PASSAGE:
——

Penske Automotive Group, Inc., headquartered in Bloomfield Hills, Michigan, is an international transportation services company that operates automotive and commercial truck dealerships principally in the United States, Canada, and Western Europe, and distributes commercial vehicles, diesel engines, gas engines, power systems and related parts and services principally in Australia and New Zealand. Additionally, PAG owns 28.9% of Penske Transportation Solutions, a business that manages a fleet of over 400,000 trucks, tractors, and trailers providing innovative transportation, supply chain, and technology solutions to North American fleets. PAG is a member of the Fortune 500, Russell 1000, and Russell 3000 indexes and is ranked among the World's Most Admired Companies by Fortune Magazine.

History
Penske Automotive was founded as United Automotive Group in 1990 by Marshall S. Cogan and was later acquired by Penske Corporation and Roger Penske in May 1999. On July 2, 2007, United Automotive Group changed its corporate name to Penske Automotive Group, Inc; and changed its ticker symbol on the NYSE to PAG.

——

BRIEF:
Write out the part of the Penske Automotive Group passage that begins at the words "Penske Automotive Group, Inc., headquartered" and stops after "by Fortune Magazine.".

Dataset extracts labeled with boxes:
——

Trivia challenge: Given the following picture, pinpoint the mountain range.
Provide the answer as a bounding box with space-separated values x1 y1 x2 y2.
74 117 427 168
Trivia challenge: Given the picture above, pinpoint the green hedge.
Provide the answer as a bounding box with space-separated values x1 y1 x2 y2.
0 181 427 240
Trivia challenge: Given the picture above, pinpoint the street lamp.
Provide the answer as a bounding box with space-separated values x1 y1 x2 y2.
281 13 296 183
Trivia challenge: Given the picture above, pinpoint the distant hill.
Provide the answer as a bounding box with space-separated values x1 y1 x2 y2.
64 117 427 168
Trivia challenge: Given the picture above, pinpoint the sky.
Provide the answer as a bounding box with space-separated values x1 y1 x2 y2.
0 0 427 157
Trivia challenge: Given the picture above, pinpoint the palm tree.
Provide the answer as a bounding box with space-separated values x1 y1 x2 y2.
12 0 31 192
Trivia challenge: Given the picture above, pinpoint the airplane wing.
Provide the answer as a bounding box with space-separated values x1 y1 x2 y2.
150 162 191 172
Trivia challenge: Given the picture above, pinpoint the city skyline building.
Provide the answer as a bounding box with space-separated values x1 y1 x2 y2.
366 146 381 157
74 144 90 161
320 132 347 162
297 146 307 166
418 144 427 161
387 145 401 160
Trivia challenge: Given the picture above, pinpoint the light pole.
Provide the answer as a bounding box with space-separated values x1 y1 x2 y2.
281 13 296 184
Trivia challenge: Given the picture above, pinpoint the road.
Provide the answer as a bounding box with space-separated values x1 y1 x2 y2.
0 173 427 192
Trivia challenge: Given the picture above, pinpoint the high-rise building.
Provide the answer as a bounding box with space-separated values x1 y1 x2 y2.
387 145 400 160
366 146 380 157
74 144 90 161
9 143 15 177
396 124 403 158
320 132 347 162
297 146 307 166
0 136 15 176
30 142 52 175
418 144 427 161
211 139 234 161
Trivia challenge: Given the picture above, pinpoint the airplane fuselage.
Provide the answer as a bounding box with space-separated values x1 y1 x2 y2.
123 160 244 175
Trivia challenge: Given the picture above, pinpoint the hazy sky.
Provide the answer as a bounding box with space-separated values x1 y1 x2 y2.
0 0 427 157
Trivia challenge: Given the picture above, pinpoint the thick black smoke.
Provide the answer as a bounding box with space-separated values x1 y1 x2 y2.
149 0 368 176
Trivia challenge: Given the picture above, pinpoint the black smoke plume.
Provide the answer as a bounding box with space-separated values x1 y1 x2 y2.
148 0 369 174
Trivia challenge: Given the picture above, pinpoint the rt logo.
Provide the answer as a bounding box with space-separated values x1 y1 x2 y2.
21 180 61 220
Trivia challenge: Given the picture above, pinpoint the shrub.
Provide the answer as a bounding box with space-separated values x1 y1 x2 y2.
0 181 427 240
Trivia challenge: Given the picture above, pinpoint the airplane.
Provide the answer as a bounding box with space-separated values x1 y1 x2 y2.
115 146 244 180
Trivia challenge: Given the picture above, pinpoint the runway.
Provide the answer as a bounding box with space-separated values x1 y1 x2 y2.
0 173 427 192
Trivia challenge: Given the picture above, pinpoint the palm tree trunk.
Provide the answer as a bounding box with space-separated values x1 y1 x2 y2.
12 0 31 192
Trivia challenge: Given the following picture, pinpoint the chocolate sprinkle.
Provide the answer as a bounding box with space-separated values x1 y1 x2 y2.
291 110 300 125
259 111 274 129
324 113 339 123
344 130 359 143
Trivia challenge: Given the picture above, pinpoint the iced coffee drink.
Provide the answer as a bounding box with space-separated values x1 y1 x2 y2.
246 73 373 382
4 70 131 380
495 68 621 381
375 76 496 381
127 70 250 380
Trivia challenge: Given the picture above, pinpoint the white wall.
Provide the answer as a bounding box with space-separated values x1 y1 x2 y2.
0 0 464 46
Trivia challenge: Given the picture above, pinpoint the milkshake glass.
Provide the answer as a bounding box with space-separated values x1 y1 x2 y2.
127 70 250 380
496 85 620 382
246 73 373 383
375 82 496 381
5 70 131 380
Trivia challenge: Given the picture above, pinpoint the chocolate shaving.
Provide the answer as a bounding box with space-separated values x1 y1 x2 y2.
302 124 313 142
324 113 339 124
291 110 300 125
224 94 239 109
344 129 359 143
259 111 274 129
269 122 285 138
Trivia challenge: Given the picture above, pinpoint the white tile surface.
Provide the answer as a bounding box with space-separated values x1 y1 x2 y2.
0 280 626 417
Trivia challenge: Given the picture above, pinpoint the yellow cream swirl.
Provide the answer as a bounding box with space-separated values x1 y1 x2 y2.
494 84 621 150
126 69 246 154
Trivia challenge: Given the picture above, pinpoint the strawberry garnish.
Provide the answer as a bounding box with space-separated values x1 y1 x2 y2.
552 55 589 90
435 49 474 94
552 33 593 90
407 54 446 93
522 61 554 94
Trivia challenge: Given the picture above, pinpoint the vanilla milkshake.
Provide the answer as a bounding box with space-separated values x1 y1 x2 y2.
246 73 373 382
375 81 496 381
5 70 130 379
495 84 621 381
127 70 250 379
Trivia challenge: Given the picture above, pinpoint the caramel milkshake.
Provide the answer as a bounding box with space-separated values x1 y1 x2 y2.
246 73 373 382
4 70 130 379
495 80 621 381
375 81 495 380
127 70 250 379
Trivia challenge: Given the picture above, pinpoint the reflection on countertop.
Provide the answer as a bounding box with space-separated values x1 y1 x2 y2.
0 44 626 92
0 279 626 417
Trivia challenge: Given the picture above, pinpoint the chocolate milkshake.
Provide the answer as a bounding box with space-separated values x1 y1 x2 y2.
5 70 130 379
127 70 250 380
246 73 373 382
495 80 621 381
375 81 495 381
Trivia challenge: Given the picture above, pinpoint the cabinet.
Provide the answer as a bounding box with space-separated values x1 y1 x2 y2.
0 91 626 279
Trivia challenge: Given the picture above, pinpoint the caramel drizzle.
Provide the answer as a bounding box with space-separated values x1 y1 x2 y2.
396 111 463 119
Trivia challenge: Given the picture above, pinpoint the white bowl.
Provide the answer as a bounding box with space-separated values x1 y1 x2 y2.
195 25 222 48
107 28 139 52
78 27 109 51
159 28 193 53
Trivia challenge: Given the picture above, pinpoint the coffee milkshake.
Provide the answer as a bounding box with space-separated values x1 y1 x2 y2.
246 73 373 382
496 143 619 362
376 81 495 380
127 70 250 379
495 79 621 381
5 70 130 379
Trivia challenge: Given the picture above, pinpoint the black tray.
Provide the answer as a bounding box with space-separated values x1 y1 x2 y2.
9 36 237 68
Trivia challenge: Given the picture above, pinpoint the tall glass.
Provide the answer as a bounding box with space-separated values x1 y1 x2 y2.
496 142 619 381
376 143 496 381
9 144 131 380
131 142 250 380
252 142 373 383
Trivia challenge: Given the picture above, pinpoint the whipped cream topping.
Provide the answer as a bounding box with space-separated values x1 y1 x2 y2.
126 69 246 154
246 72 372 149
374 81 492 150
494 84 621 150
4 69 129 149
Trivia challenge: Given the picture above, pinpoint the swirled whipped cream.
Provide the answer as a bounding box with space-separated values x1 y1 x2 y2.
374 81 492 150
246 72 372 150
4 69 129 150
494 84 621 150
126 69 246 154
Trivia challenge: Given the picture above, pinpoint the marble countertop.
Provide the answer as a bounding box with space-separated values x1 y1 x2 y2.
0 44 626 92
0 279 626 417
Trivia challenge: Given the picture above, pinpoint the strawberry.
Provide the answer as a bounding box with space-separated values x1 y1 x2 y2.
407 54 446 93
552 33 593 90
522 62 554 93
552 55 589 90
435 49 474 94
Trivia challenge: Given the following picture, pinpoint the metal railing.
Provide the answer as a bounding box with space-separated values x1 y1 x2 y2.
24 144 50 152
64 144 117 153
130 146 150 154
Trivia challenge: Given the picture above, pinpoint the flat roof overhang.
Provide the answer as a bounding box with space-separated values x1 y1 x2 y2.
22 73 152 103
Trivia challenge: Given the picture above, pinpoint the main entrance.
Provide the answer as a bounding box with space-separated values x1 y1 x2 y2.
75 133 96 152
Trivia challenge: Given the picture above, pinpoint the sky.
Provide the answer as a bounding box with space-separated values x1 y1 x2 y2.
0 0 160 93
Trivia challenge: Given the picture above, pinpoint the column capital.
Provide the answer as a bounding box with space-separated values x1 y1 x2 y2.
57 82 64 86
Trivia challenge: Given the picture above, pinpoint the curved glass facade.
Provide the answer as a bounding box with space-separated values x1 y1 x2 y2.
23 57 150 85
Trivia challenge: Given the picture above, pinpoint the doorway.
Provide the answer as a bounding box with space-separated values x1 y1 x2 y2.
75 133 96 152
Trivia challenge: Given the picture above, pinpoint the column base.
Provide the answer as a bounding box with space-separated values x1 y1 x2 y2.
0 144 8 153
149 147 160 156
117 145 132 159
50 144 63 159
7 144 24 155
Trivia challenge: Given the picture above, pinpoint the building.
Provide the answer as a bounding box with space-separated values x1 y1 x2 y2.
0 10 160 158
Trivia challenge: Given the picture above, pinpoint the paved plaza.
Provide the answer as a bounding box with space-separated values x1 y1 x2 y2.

——

EXERCISE OUTPUT:
Penske Automotive Group, Inc., headquartered in Bloomfield Hills, Michigan, is an international transportation services company that operates automotive and commercial truck dealerships principally in the United States, Canada, and Western Europe, and distributes commercial vehicles, diesel engines, gas engines, power systems and related parts and services principally in Australia and New Zealand. Additionally, PAG owns 28.9% of Penske Transportation Solutions, a business that manages a fleet of over 400,000 trucks, tractors, and trailers providing innovative transportation, supply chain, and technology solutions to North American fleets. PAG is a member of the Fortune 500, Russell 1000, and Russell 3000 indexes and is ranked among the World's Most Admired Companies by Fortune Magazine.